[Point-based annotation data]

######

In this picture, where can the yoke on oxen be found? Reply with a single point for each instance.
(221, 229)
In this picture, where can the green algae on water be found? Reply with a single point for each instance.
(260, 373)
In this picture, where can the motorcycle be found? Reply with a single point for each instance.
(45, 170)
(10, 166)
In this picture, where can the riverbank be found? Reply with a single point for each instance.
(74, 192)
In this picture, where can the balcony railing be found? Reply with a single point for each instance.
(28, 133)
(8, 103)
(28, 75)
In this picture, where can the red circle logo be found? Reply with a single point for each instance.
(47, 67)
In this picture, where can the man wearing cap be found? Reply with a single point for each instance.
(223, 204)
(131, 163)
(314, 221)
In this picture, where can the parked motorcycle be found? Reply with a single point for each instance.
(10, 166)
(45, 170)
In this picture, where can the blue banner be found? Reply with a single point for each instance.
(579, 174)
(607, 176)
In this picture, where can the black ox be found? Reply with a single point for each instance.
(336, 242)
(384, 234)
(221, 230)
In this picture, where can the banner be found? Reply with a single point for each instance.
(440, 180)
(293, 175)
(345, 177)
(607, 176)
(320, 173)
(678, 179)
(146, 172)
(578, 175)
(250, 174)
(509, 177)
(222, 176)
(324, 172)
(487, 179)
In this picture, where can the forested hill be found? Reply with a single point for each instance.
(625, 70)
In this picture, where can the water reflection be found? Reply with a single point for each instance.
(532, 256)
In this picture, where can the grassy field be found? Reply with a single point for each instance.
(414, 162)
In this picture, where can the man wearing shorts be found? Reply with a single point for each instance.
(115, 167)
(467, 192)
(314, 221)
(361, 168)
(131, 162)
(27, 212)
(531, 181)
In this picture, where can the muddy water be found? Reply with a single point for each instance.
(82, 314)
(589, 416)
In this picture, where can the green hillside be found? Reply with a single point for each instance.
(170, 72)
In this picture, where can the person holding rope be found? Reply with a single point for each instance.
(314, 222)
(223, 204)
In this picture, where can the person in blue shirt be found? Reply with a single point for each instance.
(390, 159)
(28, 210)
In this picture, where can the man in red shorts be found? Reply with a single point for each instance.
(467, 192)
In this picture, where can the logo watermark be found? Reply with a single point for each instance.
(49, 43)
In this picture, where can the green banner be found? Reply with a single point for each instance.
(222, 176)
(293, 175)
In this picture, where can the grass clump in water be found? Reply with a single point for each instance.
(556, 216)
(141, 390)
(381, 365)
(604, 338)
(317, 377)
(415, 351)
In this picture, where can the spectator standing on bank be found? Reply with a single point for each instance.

######

▶ What the task requires
Retype the material in full. Each word must match.

▶ Completed exercise
In this picture, where can the yoke on oxen be found? Reply with a single point for each instance.
(221, 229)
In this picture, where can the green algae on water be found? Reply with a single point for each instance.
(260, 373)
In this picture, where can the motorcycle be found? Reply with a single point for each instance.
(45, 170)
(10, 166)
In this picture, where can the riverbank be found? Reply with a single point for each instance.
(74, 192)
In this picture, where can the balcony railing be found? Reply with a single point for each instance.
(28, 133)
(8, 103)
(28, 75)
In this picture, where can the red circle logo be found? Reply with a single point for each instance.
(47, 67)
In this picture, where can the man wearing cap be found? Reply with a single point for each instance.
(223, 204)
(131, 163)
(314, 221)
In this picture, where can the parked motorcycle be found? Reply with a single point for each instance.
(10, 166)
(45, 170)
In this picture, where can the blue banner be found? Reply with a single point for each instance.
(579, 174)
(607, 176)
In this picture, where can the black ox be found? Reply with a single point for each instance.
(336, 242)
(384, 234)
(221, 230)
In this picture, where can the banner be found? Reply with a single point for each instance.
(440, 180)
(293, 175)
(345, 177)
(607, 176)
(320, 173)
(678, 179)
(146, 172)
(578, 175)
(250, 174)
(509, 177)
(222, 176)
(324, 172)
(487, 179)
In this picture, where can the forested hill be found? Reply with a single point for each instance.
(625, 70)
In this picture, where can the water reflection be found? Reply with a single point for each instance.
(532, 256)
In this picture, where can the grassy field be found? Reply with a single point for each instance.
(414, 162)
In this picture, where can the man wearing shorts be found? Reply with a single point for each instance.
(115, 167)
(467, 192)
(314, 221)
(361, 168)
(131, 162)
(27, 212)
(531, 181)
In this picture, where can the muddy water be found? Reply with a single point for each instance.
(82, 314)
(589, 416)
In this picture, where can the green hillside be found? Reply with a single point for each instance.
(170, 72)
In this picture, where can the person holding rope be found? Reply with a single point for each instance.
(314, 222)
(223, 204)
In this picture, where can the person in blue shirt be found? Reply with a single point for each instance.
(390, 159)
(28, 210)
In this picture, where can the man in red shorts be found? Reply with a single point for each instance.
(467, 192)
In this picture, where can the logo watermark be found? Reply with a single point for each instance.
(49, 43)
In this picture, where can the green banner be found? Reply with a single point for each instance.
(222, 176)
(293, 175)
In this picture, where can the grass clump in water be found? Reply with a single point for each instance.
(556, 216)
(141, 390)
(381, 365)
(604, 338)
(317, 377)
(415, 351)
In this picture, where can the spectator standing on bank be found? Reply with a single point for each instance.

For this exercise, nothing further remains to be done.